__Records provided__

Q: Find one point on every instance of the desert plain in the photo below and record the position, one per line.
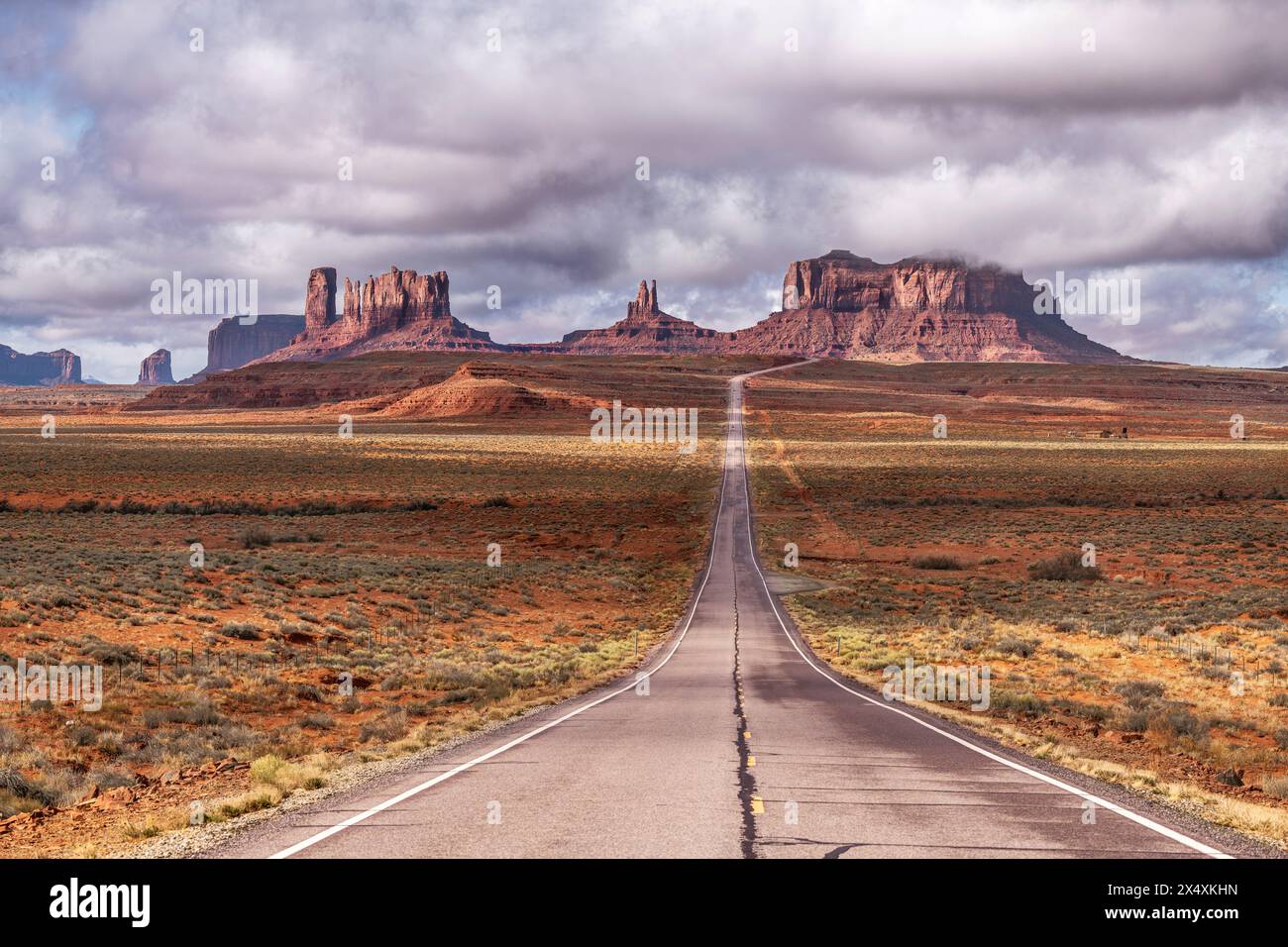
(469, 553)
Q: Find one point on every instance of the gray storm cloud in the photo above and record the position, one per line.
(1085, 137)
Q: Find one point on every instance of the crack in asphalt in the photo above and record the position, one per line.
(746, 781)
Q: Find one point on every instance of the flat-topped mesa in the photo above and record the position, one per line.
(399, 309)
(645, 303)
(155, 369)
(915, 309)
(841, 281)
(56, 368)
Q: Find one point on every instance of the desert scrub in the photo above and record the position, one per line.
(936, 562)
(1065, 567)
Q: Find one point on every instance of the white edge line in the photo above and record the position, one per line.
(429, 784)
(1096, 800)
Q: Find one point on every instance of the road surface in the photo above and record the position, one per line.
(737, 742)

__Challenge__
Write out the listing above as a JSON list of strings, one string per line, leaving out blank lines and the picture.

__Solution__
[
  "Q: Find one point on every instance of the desert plain in the photo below and record the position, one per line.",
  "(469, 553)",
  "Q: Find one point on every instance of the gray storm cloud in the photo above and record the position, one per line.",
  "(1085, 137)",
  "Q: Find one point on every instance of the crack in asphalt in the photo above and record the position, one per line.",
  "(746, 781)",
  "Q: Find one point on every instance of the flat-topped mesa in the photo above and record the position, one per line.",
  "(399, 309)",
  "(645, 303)",
  "(155, 369)",
  "(915, 309)",
  "(841, 281)",
  "(56, 368)",
  "Q: Find one point on every instance of the desert scrub in the photo above and record the position, one per line.",
  "(936, 562)",
  "(1065, 567)",
  "Q: Find one point on every instance of the white edge line in the photo above and record the position, one per line.",
  "(429, 784)",
  "(1096, 800)",
  "Q: Find one point on every instance of the road surface in the photo above and record the position, one per line.",
  "(737, 742)"
]